Each line from the one with "Detect: window" through the last line of the records must be output exactly, both ends included.

_Saved data entries_.
—————

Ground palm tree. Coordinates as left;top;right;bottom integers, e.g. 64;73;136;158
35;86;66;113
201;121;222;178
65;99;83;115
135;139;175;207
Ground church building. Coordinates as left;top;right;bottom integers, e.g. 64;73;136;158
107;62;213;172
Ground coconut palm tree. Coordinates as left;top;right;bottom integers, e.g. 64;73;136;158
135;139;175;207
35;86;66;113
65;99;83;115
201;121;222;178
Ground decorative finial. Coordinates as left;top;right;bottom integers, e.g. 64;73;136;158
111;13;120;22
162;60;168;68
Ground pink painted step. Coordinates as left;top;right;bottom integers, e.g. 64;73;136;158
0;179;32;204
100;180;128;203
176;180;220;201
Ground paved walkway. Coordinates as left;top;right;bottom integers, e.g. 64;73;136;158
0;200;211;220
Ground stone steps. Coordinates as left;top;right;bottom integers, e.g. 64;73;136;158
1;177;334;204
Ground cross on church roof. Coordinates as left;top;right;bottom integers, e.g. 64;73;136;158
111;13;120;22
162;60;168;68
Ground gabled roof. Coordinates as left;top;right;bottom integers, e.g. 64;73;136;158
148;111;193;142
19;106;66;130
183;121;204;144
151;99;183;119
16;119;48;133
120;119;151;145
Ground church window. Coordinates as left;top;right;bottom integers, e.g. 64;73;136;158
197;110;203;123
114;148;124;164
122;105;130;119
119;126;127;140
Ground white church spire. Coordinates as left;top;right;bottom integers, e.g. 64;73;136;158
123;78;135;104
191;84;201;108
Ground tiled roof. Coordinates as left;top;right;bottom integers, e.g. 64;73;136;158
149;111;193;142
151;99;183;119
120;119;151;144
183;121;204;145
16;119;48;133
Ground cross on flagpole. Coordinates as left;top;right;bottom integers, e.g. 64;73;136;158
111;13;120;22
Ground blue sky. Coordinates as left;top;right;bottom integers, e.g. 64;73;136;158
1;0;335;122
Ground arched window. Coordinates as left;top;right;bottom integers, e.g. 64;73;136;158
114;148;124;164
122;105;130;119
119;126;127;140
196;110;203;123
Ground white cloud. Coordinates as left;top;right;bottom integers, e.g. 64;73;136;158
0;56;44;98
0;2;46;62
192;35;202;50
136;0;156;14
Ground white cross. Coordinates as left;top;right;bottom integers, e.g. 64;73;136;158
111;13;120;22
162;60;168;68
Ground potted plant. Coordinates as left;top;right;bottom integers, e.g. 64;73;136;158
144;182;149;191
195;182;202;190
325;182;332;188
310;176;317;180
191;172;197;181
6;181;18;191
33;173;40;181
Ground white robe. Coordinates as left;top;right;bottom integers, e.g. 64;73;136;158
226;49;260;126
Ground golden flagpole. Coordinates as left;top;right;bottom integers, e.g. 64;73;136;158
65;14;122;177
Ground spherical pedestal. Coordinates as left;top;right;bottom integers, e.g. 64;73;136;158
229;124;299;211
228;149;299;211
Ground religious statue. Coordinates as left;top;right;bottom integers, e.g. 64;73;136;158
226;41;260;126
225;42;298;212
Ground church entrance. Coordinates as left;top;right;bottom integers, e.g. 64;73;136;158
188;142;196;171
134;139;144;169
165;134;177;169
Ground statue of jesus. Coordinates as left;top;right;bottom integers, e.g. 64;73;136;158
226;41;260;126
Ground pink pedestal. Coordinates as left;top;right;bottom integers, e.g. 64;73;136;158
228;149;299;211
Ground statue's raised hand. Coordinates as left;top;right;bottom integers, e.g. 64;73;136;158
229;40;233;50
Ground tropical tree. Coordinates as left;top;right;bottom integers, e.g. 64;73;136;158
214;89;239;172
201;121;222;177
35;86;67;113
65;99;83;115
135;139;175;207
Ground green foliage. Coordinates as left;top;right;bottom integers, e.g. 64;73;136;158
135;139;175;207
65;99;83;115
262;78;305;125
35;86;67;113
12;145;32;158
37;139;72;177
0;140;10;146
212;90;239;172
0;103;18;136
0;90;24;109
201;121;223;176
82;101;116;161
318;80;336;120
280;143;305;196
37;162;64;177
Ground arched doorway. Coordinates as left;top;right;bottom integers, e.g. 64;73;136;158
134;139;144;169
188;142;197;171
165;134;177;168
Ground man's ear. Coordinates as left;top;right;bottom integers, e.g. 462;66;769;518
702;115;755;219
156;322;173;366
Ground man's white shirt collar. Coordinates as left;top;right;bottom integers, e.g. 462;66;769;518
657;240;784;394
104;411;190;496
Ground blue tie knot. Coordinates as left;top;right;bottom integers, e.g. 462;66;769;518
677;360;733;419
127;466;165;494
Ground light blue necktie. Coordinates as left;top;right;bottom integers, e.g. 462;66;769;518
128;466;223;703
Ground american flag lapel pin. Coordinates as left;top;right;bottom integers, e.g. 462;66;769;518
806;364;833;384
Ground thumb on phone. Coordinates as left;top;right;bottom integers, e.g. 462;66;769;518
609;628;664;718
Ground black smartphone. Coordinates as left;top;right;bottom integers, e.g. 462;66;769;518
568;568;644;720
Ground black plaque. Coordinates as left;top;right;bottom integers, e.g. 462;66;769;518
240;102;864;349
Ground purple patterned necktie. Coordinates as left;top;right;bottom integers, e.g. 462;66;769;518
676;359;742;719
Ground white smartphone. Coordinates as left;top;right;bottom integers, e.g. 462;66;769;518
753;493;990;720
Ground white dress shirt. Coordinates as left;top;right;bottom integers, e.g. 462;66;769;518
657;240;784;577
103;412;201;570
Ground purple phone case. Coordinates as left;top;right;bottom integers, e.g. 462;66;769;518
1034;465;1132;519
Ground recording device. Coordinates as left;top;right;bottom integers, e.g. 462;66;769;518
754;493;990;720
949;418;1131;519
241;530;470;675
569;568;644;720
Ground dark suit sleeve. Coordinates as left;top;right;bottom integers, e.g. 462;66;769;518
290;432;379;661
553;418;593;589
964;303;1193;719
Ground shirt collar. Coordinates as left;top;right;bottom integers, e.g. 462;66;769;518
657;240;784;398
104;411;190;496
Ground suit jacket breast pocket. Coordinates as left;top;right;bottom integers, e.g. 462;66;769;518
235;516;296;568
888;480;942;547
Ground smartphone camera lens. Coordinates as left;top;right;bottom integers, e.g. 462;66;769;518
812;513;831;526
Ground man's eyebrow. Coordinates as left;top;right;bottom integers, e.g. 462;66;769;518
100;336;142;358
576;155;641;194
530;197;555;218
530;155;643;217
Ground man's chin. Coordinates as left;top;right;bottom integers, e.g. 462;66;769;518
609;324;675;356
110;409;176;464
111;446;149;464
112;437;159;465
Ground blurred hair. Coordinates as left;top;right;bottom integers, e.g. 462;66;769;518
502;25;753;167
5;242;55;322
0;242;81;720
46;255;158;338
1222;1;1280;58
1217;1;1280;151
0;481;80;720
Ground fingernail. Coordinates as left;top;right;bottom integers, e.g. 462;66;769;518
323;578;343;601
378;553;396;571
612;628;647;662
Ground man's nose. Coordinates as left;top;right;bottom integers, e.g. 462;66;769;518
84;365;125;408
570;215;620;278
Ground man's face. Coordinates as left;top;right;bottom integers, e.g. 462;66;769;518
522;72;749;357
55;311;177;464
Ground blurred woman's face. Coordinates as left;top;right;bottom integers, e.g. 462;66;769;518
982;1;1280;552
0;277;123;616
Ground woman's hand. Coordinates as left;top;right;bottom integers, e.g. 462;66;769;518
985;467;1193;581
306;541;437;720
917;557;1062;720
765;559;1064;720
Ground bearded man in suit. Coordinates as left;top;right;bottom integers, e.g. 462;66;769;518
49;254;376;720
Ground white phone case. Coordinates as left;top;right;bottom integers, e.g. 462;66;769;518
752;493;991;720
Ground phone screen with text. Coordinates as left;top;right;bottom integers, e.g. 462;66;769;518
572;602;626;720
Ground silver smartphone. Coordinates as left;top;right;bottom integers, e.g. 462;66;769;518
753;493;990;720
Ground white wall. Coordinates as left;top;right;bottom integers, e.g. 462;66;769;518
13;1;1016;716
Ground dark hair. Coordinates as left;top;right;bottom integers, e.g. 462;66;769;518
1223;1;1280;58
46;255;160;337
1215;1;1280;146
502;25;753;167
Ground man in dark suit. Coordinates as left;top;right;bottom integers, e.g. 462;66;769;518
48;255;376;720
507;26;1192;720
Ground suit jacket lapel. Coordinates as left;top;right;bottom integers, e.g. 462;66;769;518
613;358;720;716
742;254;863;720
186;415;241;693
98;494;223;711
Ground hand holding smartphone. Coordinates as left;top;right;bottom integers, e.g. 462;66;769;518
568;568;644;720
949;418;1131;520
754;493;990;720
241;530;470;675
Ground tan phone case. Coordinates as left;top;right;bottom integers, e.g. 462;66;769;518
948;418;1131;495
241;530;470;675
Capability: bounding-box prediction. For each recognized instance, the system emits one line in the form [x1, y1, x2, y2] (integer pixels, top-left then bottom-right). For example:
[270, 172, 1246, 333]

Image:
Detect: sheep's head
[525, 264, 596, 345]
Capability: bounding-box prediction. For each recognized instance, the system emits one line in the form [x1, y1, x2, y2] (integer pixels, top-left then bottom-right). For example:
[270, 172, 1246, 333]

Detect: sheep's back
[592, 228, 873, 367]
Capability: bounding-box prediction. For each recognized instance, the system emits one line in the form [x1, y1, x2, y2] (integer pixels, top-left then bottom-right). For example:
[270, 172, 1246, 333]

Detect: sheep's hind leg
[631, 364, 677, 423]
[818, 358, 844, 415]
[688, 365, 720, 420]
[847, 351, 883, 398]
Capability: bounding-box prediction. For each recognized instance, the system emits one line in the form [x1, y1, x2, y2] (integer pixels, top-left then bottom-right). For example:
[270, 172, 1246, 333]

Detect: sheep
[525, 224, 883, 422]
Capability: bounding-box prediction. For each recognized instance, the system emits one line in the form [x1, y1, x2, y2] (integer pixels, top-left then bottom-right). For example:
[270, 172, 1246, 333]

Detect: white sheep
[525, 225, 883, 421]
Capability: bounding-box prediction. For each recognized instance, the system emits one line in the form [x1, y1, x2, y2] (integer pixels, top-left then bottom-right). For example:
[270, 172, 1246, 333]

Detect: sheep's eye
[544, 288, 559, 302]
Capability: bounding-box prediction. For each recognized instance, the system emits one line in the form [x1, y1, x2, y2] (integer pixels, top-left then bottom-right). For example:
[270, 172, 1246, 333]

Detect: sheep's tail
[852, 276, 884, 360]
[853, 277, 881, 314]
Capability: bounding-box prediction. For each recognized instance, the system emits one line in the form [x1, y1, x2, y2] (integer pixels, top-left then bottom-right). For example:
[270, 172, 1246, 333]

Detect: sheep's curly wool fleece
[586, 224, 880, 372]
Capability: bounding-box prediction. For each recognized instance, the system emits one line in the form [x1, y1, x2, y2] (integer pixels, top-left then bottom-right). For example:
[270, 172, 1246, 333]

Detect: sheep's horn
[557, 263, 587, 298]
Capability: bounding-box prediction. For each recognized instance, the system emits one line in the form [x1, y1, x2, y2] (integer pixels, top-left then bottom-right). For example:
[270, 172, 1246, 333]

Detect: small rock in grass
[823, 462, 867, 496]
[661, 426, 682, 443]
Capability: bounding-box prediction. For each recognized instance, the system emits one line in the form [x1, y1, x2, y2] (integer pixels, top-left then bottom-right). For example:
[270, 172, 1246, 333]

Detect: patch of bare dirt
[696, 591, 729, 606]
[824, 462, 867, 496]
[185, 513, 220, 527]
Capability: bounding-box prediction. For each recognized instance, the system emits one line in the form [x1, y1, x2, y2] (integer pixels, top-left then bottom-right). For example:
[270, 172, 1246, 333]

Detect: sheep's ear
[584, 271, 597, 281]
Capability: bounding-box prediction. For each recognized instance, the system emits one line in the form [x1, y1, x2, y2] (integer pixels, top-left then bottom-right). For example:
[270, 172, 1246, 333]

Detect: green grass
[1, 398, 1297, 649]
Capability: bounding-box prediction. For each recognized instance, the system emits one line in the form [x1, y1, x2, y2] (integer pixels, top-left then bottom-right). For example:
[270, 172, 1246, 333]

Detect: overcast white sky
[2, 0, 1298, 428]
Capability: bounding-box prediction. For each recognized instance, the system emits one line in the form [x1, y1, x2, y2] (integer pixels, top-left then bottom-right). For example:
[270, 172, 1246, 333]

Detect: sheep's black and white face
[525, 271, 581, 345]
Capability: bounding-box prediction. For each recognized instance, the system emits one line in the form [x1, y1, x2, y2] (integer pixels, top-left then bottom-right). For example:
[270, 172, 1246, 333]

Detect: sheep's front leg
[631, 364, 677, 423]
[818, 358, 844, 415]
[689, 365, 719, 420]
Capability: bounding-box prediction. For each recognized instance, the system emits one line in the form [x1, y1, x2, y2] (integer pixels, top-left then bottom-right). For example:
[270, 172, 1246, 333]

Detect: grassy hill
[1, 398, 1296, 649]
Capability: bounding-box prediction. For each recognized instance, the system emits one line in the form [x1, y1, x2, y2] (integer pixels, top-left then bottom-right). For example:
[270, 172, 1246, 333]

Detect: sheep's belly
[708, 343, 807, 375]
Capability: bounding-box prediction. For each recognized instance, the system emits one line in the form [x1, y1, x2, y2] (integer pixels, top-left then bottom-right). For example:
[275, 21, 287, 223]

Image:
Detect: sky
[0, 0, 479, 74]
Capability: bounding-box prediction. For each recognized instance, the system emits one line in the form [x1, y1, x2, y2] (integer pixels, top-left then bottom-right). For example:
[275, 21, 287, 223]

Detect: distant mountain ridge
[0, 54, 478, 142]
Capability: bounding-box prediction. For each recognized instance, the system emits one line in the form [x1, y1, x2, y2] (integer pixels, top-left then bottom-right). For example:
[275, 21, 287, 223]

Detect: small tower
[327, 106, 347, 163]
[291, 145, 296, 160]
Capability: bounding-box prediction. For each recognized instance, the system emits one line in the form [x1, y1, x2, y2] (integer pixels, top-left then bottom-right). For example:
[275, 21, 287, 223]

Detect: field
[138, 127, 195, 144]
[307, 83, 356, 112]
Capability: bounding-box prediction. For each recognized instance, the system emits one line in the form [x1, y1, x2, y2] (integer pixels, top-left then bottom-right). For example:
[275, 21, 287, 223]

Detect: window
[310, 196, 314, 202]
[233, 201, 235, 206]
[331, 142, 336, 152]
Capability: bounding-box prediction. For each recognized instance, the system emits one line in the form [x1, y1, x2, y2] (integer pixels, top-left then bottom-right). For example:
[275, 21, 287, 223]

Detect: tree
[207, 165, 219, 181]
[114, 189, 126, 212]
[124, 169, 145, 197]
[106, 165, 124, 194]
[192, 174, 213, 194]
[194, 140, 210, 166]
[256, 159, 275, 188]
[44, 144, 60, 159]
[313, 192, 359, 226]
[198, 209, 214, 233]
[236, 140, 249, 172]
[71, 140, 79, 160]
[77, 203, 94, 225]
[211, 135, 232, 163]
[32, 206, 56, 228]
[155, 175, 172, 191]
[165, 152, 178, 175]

—————

_RESULT OF THIS EXERCISE_.
Detect: window
[310, 196, 314, 202]
[233, 201, 235, 206]
[331, 142, 336, 152]
Capability: bounding-box prediction. For each recognized instance, the system emits one line in the form [x1, y1, x2, y2] (integer pixels, top-left then bottom-right). For example:
[275, 21, 287, 223]

Detect: tree
[207, 165, 219, 181]
[114, 189, 126, 212]
[124, 169, 145, 197]
[106, 165, 124, 194]
[192, 174, 213, 194]
[194, 140, 210, 166]
[256, 159, 275, 188]
[44, 144, 60, 159]
[313, 192, 359, 226]
[198, 209, 214, 233]
[236, 140, 249, 172]
[71, 140, 79, 160]
[77, 203, 94, 225]
[211, 135, 232, 163]
[32, 206, 56, 228]
[155, 175, 172, 191]
[165, 152, 178, 175]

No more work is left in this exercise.